Copy the text of every entry below word for word, and leave the pictures out of your copy.

────────────────

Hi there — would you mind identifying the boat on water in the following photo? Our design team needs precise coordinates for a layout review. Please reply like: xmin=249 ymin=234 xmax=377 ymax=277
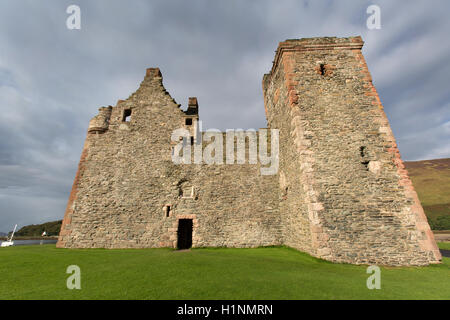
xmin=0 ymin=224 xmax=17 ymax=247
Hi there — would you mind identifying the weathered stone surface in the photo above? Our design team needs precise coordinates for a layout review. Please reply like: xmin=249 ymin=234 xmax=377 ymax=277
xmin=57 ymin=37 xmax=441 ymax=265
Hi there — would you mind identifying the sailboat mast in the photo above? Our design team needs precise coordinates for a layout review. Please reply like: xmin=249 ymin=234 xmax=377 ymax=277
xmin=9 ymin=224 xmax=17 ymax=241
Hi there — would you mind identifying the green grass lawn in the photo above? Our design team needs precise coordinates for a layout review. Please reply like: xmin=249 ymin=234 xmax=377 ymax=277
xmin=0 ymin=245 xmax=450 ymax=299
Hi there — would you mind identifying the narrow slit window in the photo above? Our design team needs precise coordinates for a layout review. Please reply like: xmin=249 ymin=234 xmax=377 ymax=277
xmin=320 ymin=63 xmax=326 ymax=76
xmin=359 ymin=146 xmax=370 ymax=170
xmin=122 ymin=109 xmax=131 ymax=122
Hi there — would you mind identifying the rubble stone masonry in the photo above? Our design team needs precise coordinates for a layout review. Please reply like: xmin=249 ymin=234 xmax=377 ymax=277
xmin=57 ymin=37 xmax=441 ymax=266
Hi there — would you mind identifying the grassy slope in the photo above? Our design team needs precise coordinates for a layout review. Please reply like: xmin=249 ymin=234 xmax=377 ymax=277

────────────────

## SOLUTION
Hi there — would you mind identifying the boat on water in the following photo? Our design team needs precise coordinates for a layout review. Please reply like: xmin=249 ymin=234 xmax=377 ymax=277
xmin=0 ymin=224 xmax=17 ymax=247
Hi there — would you mind identifying the weathered stone surface in the photo above? Our design team needs precise coordinates for a layout review. Please reply like: xmin=249 ymin=234 xmax=377 ymax=277
xmin=57 ymin=37 xmax=441 ymax=265
Hi there — would you mind identifying the sailboat mast in the photo above? Our design team needs precise coordinates for a layout review. Please reply like: xmin=249 ymin=234 xmax=377 ymax=277
xmin=9 ymin=224 xmax=17 ymax=241
Hi there — would you mind identifying the green grass lawn in the photo above? Our design team needs precise coordinates for a layout review. Please reply like: xmin=249 ymin=234 xmax=377 ymax=277
xmin=0 ymin=245 xmax=450 ymax=299
Hi there — would you mind identifying the narrow slit window in the photo above? Our design team needs precise coordinates for a layout review. Please reply like: xmin=249 ymin=234 xmax=377 ymax=277
xmin=320 ymin=63 xmax=326 ymax=76
xmin=359 ymin=146 xmax=370 ymax=170
xmin=122 ymin=109 xmax=131 ymax=122
Hi there — would you mind identifying the rubble stone masonry in the photo above? Our design team needs precise coordinates for a layout review. Please reply like: xmin=249 ymin=234 xmax=377 ymax=277
xmin=57 ymin=37 xmax=441 ymax=266
Hi there — would you mind identifying the grassy slope in the photo above? Our design team needs precise coordinates for a layout review. Please reply like: xmin=249 ymin=234 xmax=377 ymax=277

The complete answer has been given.